### Exercice 1
Les affirmations suivantes concordent-elles avec l'extrait sur le cadre MACC ? Pour chacune, répondez par oui ou par non et citez mot pour mot les termes décisifs de l'extrait. (a) Communiquer l'histoire de la création de valeur sert notamment à attirer les investissements. (b) L'étude de cas sur la crise grecque a été écrite pour la Harvard Business School. (c) Dans le cas de la Grèce, les intrants du marché sont pleinement pris en compte.
### Exercice 2
Quelles lignes des enregistrements contiennent la chaîne "asphalt" ? Recopiez-les toutes, en tenant compte de la casse.

### Extrait
○ ○ ○ ○

J'enseigne à des cadres et à des dirigeants de partout dans le monde et j’utilise un cadre que j'appelle MACC qui met en valeur l'importance fondamentale de la comptabilité. Ce cadre est utilisé pour mesurer,analysercréer, et communiquer (MACC) de la valeur :

  • Mesurer la valeur de l’actif, du passif, et de l’avoir net afin qu'ils puissent être analysés.
  • Analyser la performance dans le temps et par rapport à d'autres organisations pour comprendre ce qui doit changer pour créer de la valeur.
  • Créer de la valeur en adoptant des politiques et des processus qui augmenteront la valeur des actifs.
  • Communiquer l'histoire de la création de valeur pour bâtir la confiance dans l'organisation et pour attirer les investissements.

J'ai récemment écrit une étude de cas pour la Harvard Business School sur la crise grecque (« La dette de la Grèce : durable? »). Le cas explore la question de l’évaluation équitable des passifs financiers. Tous les comptables comprennent qu'au cours des dix dernières années, nous avons connu une révolution en comptabilité—tournant le dos au coût historique et se rapprochant de la comptabilité à évaluation équitable, laquelle prend en compte les intrants du marché et les techniques de la valeur actuelle. Mais dans le cas de la Grèce, nous ignorons complètement les intrants du marché et les techniques de la valeur actuelle.

○ ○ ○ ○

### Données présentées
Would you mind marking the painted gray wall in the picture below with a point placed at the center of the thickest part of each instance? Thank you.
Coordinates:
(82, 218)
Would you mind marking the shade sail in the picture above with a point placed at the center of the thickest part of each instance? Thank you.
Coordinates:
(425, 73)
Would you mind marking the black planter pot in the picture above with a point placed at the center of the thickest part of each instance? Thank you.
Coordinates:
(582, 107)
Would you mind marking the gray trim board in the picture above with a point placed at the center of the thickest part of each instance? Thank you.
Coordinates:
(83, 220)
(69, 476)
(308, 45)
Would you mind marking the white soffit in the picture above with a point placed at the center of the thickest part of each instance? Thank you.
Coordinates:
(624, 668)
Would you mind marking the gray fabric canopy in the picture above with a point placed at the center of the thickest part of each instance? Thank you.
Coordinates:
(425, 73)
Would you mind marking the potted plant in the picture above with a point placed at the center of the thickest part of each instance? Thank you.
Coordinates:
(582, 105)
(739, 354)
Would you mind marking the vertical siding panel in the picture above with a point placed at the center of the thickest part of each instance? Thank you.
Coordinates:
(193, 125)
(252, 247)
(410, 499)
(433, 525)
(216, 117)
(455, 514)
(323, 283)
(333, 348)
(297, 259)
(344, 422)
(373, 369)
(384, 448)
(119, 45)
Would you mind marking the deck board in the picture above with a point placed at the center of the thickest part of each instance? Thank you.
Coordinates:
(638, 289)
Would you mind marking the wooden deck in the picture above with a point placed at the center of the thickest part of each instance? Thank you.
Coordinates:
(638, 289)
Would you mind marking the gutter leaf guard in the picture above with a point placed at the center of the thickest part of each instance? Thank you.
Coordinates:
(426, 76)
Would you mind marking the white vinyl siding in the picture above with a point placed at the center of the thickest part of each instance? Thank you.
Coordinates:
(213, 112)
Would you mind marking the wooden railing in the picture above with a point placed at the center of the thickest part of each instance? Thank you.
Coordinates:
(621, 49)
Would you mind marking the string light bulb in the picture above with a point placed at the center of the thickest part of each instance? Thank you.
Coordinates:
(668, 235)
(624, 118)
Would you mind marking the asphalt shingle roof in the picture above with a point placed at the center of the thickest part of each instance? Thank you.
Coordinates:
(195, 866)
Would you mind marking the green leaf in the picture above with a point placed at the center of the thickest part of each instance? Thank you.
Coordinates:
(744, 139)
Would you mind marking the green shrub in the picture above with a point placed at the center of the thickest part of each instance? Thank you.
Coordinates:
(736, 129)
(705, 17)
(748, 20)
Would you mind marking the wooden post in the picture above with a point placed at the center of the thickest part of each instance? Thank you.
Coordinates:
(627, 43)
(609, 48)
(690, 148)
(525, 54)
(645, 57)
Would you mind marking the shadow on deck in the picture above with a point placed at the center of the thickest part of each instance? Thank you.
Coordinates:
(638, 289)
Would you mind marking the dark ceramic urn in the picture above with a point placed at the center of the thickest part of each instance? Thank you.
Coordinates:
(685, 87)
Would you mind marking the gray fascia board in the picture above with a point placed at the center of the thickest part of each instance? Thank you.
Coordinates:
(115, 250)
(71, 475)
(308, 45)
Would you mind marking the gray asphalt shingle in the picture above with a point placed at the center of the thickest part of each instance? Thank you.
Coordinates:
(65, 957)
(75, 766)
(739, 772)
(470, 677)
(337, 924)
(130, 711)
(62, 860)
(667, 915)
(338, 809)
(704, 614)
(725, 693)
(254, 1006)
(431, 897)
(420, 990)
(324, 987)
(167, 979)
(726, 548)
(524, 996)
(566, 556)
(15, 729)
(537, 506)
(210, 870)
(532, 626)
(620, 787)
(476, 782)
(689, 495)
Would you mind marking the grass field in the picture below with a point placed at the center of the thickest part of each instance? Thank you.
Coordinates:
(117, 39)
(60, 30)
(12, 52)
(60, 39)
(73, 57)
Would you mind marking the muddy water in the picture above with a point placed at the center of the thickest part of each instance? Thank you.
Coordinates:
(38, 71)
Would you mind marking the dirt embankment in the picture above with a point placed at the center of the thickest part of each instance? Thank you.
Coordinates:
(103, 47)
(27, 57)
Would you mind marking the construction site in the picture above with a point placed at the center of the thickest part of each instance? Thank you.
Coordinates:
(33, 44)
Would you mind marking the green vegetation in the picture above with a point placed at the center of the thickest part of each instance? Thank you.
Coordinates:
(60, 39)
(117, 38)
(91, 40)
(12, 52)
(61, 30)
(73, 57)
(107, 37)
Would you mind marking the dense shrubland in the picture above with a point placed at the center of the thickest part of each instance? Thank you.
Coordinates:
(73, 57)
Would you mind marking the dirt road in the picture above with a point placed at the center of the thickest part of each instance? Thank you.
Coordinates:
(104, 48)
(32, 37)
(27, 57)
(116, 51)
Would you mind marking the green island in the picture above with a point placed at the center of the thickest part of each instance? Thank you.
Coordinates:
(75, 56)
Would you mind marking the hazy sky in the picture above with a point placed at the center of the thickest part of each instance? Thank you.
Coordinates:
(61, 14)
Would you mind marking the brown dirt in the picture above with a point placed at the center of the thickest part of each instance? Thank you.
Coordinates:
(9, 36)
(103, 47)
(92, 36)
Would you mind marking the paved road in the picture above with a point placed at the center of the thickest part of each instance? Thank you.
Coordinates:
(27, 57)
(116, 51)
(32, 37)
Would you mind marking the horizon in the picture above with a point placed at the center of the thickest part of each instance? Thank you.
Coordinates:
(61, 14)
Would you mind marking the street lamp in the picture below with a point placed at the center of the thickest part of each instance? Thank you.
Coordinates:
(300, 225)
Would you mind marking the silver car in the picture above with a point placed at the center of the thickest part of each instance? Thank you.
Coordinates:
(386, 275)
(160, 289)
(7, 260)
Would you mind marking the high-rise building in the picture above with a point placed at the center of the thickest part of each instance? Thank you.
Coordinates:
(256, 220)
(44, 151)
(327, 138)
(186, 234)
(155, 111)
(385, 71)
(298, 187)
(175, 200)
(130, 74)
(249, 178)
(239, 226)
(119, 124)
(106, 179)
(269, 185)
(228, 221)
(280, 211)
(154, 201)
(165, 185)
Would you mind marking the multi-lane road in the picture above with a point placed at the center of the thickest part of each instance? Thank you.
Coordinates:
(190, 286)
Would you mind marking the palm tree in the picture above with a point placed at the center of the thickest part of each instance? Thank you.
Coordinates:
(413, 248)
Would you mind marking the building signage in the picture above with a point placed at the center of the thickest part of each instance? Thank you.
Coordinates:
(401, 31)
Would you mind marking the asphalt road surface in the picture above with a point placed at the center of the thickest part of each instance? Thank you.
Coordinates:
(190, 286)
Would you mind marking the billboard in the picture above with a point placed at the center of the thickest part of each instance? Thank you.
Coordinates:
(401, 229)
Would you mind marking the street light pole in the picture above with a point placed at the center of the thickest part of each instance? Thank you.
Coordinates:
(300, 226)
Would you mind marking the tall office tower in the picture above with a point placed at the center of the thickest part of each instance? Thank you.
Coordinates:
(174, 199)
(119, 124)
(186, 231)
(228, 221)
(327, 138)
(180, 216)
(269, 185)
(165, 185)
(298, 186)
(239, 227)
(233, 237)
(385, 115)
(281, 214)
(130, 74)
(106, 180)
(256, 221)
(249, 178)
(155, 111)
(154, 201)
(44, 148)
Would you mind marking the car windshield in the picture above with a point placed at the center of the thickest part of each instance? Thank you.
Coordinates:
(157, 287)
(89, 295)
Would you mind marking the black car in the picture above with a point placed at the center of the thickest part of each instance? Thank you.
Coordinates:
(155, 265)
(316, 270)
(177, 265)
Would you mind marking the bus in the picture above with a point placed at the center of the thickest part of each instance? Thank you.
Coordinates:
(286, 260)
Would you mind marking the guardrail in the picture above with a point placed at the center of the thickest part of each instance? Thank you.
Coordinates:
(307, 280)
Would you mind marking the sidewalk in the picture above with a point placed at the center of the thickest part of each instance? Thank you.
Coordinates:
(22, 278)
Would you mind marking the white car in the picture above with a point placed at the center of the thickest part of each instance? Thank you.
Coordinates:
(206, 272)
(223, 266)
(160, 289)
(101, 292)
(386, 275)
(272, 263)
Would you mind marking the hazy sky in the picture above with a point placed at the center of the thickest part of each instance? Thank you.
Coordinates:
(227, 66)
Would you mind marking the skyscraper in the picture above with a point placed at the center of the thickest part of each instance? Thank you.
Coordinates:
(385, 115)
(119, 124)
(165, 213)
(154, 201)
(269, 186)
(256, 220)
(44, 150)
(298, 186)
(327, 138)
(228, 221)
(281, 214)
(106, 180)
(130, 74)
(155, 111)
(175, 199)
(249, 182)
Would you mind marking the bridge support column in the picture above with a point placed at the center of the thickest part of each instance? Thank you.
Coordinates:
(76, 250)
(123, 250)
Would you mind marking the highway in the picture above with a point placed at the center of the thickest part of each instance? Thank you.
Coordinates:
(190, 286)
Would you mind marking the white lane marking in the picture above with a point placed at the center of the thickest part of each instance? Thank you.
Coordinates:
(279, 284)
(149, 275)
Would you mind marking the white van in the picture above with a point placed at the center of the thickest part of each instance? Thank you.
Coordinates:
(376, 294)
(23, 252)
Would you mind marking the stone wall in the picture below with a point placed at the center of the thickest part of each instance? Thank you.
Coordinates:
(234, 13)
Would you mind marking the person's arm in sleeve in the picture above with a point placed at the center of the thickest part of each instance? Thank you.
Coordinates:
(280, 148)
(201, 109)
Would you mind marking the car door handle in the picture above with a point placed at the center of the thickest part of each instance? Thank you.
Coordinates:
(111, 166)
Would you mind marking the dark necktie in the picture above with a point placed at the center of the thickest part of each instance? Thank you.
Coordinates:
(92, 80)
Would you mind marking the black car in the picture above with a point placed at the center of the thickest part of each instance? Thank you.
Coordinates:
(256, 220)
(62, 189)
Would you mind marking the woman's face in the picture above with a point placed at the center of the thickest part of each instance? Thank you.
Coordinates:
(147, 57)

○ ○ ○ ○

### Réponse attendue 1
(a) Oui : « Communiquer l'histoire de la création de valeur pour bâtir la confiance dans l'organisation et pour attirer les investissements. »
(b) Oui : « J'ai récemment écrit une étude de cas pour la Harvard Business School sur la crise grecque »
(c) Non : « Mais dans le cas de la Grèce, nous ignorons complètement les intrants du marché et les techniques de la valeur actuelle. »

### Réponse attendue 2
Would you mind marking the asphalt shingle roof in the picture above with a point placed at the center of the thickest part of each instance? Thank you.
Would you mind marking the gray asphalt shingle in the picture above with a point placed at the center of the thickest part of each instance? Thank you.
Would you mind marking the asphalt road surface in the picture above with a point placed at the center of the thickest part of each instance? Thank you.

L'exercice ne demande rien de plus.